### WRITTEN INSTRUCTION
Copy down all of the data underneath, exactly as shown.

** Start STORED DATA **

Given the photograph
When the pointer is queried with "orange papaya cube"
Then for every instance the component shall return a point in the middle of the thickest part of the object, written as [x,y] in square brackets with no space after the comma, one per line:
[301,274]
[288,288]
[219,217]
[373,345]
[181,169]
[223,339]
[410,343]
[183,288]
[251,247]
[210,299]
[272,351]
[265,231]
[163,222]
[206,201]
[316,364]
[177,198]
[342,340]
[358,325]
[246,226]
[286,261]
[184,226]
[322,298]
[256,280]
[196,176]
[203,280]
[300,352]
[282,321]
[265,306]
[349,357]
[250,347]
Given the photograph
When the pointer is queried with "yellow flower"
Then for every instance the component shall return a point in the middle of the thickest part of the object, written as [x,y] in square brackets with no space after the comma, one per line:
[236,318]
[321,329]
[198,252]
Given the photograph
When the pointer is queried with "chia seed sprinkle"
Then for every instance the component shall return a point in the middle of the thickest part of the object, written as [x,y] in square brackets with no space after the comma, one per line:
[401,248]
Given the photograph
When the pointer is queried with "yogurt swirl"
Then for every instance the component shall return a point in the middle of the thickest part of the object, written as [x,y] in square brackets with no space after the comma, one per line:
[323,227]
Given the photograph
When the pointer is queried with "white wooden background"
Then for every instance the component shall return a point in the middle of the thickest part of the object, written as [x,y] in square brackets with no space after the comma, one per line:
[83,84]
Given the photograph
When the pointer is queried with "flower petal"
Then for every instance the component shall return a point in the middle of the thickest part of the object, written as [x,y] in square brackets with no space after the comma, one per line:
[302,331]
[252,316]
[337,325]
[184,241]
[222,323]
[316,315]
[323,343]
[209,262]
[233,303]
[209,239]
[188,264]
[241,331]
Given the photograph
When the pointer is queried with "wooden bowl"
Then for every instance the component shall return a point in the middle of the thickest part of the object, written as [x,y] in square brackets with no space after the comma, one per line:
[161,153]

** End STORED DATA **

### RESULT OF THE EXERCISE
Given the photograph
When the pointer is queried with "orange papaya cube"
Then for every instance the component shall return a point in the middle of the thickest part of the object, written as [x,y] in square brackets with no space after the comma, one per line:
[301,274]
[288,288]
[219,217]
[373,345]
[181,169]
[223,339]
[410,343]
[183,288]
[251,247]
[210,299]
[272,351]
[265,231]
[163,222]
[206,201]
[316,364]
[177,198]
[342,340]
[358,325]
[246,226]
[286,261]
[184,226]
[322,298]
[256,280]
[196,176]
[203,280]
[300,352]
[282,321]
[265,306]
[349,357]
[250,347]
Given the photograph
When the pointer is queried with "yellow flower"
Then for every instance the component shall return a point in the middle of the thickest part of the object, written as [x,y] in square brackets with no space after the comma, one per line:
[236,318]
[321,329]
[198,252]
Given the photograph
When the pointer is queried with "chia seed sprinkle"
Then for every instance the component shall return a point in the middle of the thickest part of the object, written as [x,y] in square brackets with no space after the comma, one per line:
[401,248]
Given the photograph
When the pointer is queried with "yogurt swirl"
Then for every instance the component shall return a point in the middle of the thickest part of the object, written as [x,y] in square brackets with no space after the comma, one per line:
[323,227]
Given the photograph
When the pointer is queried with "white wooden background"
Then for every instance the component shall return a point in the middle of the thickest part of the object, written as [x,y] in square brackets with no space after the comma, one per line:
[83,84]
Given the photograph
When the pointer is queried with "flower petal"
Then for every instance the component shall return a point in the middle of the thickest part of the object, written as [x,y] in square brackets with no space after the comma, one per line:
[302,331]
[252,316]
[337,325]
[184,241]
[222,323]
[316,315]
[323,343]
[209,262]
[233,303]
[209,239]
[188,264]
[241,331]
Given the photograph
When the pointer is queried with "wooden bowl"
Then for every instance the component shall return a point in the middle of the thickest part of the object, written as [x,y] in square brackets with no space after the comma, one per line:
[161,153]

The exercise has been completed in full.